ФРАГМЕНТ ТЕКСТА
"""
В «Донских рассказах» М.Шолохова (к этому циклу мы относим все его рассказы 20-х годов, а не только одноименный сборник ) нет откровенной поэтизации подвига, нет романтических красок, поэтических реквиемов, сопровождающих уходящую жизнь героев революции в романтических повестях Б.Иванова, Б.Лавренева. У Шолохова «безобразно просто» умирали люди, а его замечание о том, что ковыль («седой ковыль — любимый образ романтиков») — всего лишь «поганая белобрысая трава без всякого запаха» как будто развеяло все иллюзии, не оставляя места романтическому пересозданию действительности. Герои «Донских рассказов» не предаются возвышенным раздумьям, они говорят о своем — порой будничном и совсем непоэтичном. Такова жизнь, но именно такая она прекрасна для Шолохова; последний мог бы повторить слова Л.Толстого «Герой же моей повести..., который всегда был, есть и будет прекрасен — правда». Контрасты в его рассказах служат не эмоциональному раскрытию идеального начала, как у романтиков, а воссоздают реальные жизненные конфликты, через которые познается социальный разлом в среде донского казачества. Формой выражения социального у Шолохова часто становится внутрисемейный конфликт.
В «Донских рассказах» нет сомневающихся, рефлектирующих героев, нет героев, избирающих «третий путь» или позицию «над схваткой». Шолоховские сюжеты непосредственно посвящены фронту, который проходил почти через каждую семью независимо от ее действительных убеждений (у автора этих строк дядья служили: старший брат — у белых, младший — у красных, и за этим, кроме соответствия возраста объявленной мобилизации, больше ничего не стояло), а дальше вступала в силу логика борьбы, иногда не на жизнь, а на смерть. Показать объективным развитием действия кошмар братоубийственной борьбы — уже было проявлением гуманизма. Ведь тем, кому шолоховские рассказы кажутся излишне кровавыми и жестокими, кто обвиняет писателя а «разламывании каждой трещины» можно возразить: это предупреждение и в сегодняшней ситуации, когда страна поставлена на порог гражданской войны или безграничного произвола мафии.
"""
(Исходные данные)
"""
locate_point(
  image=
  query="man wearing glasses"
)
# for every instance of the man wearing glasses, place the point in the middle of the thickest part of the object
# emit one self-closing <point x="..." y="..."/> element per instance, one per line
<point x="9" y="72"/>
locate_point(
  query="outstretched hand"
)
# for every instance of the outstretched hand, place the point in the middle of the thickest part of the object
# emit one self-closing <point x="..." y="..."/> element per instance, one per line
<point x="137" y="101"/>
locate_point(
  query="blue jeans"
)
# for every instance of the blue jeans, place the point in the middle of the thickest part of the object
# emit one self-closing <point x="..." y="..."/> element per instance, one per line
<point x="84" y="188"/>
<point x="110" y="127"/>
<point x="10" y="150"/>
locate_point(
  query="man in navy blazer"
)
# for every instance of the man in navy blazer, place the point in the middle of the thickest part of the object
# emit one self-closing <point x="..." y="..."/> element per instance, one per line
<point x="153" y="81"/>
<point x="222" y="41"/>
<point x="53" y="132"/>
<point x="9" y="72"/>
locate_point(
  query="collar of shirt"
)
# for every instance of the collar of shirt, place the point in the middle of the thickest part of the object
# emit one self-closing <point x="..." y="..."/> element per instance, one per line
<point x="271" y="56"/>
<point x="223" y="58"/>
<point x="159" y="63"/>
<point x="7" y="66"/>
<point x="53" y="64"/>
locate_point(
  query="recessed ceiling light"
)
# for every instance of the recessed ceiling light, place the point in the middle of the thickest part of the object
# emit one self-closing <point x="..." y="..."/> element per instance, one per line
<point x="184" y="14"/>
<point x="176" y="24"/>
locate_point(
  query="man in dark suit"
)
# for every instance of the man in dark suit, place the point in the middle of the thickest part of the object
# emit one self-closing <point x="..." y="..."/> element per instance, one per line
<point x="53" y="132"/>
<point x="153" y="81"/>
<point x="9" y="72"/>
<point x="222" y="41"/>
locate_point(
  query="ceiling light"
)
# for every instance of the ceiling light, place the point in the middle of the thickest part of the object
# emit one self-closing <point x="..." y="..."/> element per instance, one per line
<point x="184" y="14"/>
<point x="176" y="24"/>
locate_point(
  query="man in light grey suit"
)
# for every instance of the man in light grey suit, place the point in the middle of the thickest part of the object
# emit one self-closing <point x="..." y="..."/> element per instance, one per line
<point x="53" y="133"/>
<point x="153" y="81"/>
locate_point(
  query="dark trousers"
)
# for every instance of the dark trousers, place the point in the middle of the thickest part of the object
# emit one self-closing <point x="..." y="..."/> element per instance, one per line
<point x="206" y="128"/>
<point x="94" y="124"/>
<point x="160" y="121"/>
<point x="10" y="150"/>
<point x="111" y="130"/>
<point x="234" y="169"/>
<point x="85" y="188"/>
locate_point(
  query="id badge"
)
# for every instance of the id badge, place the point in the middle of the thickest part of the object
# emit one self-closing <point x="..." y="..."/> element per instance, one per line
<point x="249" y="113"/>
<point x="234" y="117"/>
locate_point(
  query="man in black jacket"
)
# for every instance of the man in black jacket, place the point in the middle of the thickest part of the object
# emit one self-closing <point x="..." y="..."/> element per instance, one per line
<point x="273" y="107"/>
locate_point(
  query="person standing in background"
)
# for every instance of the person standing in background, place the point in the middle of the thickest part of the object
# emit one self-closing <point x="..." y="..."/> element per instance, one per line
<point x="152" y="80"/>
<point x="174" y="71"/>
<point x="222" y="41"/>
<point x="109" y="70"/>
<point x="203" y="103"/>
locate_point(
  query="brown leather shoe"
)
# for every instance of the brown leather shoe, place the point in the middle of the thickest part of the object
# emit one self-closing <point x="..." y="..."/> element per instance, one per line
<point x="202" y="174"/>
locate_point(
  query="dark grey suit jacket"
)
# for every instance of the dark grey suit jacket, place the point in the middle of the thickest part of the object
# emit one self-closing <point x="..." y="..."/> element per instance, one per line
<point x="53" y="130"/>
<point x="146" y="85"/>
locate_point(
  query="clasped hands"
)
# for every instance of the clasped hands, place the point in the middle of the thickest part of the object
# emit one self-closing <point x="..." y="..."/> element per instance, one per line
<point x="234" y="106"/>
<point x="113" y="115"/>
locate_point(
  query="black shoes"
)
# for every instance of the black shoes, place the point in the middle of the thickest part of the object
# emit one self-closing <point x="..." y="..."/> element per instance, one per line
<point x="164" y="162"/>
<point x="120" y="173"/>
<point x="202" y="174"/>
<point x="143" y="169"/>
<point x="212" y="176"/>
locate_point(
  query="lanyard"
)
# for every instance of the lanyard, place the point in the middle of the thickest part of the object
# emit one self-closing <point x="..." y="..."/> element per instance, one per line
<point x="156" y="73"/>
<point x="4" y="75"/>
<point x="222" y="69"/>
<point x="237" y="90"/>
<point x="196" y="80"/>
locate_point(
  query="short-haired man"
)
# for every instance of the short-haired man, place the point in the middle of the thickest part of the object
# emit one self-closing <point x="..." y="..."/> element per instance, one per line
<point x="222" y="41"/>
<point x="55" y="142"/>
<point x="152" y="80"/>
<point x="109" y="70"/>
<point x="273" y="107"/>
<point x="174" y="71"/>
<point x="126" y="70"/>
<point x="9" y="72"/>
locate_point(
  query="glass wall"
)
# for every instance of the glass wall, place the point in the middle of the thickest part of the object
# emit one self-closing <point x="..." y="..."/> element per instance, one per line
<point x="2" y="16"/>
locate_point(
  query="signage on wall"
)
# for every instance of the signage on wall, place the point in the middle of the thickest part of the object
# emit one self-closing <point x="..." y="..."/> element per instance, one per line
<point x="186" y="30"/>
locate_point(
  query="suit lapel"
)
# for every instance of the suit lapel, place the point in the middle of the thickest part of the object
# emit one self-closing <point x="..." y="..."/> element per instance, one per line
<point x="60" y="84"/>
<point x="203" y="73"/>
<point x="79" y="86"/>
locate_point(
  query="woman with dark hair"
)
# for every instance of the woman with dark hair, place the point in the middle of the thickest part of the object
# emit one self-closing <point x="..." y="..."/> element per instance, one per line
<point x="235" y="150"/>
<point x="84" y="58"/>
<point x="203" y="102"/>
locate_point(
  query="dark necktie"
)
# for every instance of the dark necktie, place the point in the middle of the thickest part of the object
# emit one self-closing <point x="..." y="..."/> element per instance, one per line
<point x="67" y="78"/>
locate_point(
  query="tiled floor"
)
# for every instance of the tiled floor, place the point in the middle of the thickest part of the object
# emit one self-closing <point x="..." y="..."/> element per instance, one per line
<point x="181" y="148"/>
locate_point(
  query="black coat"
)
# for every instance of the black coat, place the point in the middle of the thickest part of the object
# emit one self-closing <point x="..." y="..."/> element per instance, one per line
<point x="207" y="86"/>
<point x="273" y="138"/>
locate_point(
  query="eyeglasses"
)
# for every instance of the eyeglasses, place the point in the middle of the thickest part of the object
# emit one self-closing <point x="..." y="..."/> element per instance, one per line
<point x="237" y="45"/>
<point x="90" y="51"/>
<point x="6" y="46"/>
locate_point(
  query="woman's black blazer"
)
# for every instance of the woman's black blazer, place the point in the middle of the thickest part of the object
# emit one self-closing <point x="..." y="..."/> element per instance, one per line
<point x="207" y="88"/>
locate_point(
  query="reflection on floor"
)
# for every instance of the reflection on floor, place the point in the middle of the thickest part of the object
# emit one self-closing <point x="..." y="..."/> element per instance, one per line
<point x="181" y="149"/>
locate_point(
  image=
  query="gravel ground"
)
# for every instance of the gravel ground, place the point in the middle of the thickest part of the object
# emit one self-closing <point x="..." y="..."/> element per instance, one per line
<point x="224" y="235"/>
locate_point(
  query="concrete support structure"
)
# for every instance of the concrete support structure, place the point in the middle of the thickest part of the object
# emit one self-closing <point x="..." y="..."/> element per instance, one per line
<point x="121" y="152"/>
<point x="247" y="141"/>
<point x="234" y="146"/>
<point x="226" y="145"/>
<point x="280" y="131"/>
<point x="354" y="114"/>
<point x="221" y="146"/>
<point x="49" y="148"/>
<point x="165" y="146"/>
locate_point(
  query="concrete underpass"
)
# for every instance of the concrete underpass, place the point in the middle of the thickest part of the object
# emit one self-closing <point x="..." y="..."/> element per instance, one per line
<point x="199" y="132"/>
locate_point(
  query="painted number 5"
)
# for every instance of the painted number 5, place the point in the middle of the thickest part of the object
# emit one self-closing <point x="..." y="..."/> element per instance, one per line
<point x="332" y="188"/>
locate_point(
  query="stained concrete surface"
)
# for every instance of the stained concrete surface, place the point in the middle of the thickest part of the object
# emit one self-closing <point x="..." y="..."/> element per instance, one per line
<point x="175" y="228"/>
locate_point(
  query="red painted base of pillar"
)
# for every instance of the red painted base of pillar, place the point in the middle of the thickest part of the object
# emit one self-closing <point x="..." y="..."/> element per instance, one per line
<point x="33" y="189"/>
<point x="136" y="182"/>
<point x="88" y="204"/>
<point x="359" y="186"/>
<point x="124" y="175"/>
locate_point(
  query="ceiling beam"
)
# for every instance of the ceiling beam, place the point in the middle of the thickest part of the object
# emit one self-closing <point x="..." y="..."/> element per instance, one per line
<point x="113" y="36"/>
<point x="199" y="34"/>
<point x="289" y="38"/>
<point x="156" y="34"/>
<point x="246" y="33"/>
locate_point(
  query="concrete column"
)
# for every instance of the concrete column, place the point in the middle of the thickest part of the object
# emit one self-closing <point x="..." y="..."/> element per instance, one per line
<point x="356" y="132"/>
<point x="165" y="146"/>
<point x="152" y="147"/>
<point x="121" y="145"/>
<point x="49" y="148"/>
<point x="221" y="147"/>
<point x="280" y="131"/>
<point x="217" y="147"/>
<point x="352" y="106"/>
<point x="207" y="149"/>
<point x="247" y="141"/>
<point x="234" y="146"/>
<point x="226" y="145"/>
"""
ЧТО СДЕЛАТЬ
A. Какими словами Шолохов, согласно фрагменту о «Донских рассказах», описывает ковыль?
B. Верните все строки листинга, в которых встречается строка «grey», с учетом регистра букв.
Фрагмент и листинг взяты из разных, не связанных между собой источников.

ОТВЕТЫ ПО ЗАДАНИЯМ
A. Поганая белобрысая трава без всякого запаха.

B.
  query="man in light grey suit"
# for every instance of the man in light grey suit, place the point in the middle of the thickest part of the object
  query="dark grey suit jacket"
# for every instance of the dark grey suit jacket, place the point in the middle of the thickest part of the object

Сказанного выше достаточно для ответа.